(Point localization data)
>>>

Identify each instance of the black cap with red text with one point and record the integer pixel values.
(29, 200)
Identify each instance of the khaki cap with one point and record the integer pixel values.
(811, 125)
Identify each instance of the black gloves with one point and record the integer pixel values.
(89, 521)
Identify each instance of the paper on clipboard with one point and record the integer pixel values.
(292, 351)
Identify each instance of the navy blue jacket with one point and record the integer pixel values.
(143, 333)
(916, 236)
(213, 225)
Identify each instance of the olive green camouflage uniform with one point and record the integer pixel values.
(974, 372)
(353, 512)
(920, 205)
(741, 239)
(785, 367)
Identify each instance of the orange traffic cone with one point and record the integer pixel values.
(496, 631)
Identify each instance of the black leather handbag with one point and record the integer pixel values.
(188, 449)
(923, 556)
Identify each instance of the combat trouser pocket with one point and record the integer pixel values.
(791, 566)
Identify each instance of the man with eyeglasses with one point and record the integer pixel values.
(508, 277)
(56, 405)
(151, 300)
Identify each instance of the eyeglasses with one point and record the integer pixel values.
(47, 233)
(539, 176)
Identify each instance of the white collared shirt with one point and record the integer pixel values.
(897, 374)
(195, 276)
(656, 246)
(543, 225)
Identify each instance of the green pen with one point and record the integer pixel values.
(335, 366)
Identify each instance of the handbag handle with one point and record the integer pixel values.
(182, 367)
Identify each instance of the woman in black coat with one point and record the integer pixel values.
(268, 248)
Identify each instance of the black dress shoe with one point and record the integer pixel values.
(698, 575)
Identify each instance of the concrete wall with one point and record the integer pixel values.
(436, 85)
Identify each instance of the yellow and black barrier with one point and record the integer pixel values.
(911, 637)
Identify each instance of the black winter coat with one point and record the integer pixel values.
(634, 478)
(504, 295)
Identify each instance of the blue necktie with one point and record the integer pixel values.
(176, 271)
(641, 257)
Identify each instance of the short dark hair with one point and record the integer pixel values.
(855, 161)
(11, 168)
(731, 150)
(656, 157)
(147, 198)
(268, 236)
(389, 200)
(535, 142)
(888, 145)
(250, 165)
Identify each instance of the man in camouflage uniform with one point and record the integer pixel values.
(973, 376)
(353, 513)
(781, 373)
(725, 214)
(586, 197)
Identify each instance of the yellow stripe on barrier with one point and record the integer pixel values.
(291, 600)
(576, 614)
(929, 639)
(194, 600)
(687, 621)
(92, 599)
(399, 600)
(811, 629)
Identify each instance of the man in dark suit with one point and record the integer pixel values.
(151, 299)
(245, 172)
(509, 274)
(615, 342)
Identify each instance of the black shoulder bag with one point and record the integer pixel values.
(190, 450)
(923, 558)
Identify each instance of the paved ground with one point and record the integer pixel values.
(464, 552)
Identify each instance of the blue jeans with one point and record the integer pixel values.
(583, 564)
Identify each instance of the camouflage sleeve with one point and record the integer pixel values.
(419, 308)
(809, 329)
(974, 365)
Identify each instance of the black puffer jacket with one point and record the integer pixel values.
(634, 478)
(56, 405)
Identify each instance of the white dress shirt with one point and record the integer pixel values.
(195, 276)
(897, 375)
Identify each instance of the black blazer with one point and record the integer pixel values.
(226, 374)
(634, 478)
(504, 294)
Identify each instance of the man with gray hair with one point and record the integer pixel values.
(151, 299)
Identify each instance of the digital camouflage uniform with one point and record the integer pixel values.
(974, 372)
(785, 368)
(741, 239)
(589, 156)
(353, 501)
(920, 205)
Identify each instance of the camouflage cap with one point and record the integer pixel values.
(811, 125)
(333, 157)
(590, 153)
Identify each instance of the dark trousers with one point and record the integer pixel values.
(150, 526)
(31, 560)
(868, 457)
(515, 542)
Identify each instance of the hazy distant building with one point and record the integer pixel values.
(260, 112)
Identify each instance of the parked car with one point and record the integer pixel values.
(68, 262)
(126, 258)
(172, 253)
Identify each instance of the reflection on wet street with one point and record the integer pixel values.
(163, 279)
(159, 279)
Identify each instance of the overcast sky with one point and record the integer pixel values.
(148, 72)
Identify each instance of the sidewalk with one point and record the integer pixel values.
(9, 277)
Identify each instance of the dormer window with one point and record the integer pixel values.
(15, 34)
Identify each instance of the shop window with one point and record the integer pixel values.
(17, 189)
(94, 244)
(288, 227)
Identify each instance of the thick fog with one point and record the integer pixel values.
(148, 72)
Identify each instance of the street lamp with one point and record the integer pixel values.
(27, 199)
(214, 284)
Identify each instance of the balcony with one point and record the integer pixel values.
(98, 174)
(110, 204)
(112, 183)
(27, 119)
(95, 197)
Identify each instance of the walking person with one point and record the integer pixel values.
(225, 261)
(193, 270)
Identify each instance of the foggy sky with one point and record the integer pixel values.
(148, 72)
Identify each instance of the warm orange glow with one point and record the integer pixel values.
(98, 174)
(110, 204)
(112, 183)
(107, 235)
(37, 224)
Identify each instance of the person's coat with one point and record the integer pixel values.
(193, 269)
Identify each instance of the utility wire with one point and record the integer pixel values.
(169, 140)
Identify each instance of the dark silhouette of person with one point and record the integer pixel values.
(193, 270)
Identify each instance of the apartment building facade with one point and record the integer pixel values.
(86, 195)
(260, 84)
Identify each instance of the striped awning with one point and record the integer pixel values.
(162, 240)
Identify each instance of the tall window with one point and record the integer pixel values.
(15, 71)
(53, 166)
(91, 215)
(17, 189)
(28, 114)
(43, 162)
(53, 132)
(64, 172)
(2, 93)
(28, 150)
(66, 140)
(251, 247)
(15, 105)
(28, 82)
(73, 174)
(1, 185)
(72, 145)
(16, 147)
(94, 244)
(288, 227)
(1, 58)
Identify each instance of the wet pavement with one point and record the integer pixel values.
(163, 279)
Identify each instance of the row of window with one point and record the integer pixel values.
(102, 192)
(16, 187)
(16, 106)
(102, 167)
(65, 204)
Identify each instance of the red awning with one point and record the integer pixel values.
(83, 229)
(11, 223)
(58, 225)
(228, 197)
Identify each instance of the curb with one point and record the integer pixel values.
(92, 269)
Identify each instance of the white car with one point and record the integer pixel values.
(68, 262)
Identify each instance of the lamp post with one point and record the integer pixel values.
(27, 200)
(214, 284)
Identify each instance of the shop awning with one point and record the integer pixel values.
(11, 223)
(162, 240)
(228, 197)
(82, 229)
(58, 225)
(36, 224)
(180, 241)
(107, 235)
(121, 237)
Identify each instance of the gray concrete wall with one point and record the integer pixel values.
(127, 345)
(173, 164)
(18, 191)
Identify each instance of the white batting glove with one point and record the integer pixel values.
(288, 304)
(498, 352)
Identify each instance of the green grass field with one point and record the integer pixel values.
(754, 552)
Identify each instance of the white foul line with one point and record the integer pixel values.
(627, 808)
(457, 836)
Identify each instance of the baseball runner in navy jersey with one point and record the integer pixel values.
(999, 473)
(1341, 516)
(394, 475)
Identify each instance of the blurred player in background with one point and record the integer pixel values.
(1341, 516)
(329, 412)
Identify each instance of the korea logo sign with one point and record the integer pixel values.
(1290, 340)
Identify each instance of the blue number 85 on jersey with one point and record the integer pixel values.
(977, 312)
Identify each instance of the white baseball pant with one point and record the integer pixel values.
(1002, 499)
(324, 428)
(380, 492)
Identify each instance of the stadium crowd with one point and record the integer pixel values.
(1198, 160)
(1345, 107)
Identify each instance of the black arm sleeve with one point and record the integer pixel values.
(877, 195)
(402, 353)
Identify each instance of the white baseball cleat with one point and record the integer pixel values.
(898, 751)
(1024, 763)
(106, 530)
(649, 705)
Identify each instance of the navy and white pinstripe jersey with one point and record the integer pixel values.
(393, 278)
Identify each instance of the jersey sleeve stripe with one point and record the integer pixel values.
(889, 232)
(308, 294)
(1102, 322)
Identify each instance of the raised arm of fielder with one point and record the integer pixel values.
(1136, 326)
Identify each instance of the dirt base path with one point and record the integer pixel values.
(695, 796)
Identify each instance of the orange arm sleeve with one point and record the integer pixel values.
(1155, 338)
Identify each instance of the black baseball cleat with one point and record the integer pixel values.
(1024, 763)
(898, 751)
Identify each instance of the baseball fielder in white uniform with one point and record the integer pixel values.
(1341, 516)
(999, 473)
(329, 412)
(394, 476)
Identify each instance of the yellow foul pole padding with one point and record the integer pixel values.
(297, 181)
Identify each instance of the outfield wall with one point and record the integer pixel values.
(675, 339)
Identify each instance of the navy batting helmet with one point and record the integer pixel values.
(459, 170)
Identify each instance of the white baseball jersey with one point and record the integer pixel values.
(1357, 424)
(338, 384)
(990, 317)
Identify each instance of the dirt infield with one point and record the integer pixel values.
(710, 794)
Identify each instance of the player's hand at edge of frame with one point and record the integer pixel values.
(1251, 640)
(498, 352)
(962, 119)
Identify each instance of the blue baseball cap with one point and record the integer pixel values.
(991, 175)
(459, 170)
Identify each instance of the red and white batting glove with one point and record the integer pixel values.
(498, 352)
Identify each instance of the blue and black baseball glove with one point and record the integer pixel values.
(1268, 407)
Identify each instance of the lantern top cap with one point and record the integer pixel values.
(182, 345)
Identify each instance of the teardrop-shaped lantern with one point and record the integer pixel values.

<<<

▶ [Problem to solve]:
After locating the line that holds "Identify each instance of the dirt infield", print it and each line after it through the end of the data, exactly as it stands.

▶ [Response below]:
Identify each instance of the dirt infield with one point and record the integer pixel values.
(710, 794)
Identify each instance of the player's hand at edge of frame with one point and record the integer pixel values.
(1251, 640)
(498, 352)
(962, 119)
Identify each instance of the blue baseball cap with one point and record the integer pixel values.
(991, 175)
(459, 170)
Identify each instance of the red and white batting glove with one point and record the integer pixel values.
(498, 352)
Identify each instance of the blue and black baseball glove with one point and record the integer pixel values.
(1268, 407)
Identify each instance of the lantern top cap with one point and record the integer pixel values.
(182, 345)
Identify each instance of the teardrop-shaped lantern with one point and record the integer pixel values.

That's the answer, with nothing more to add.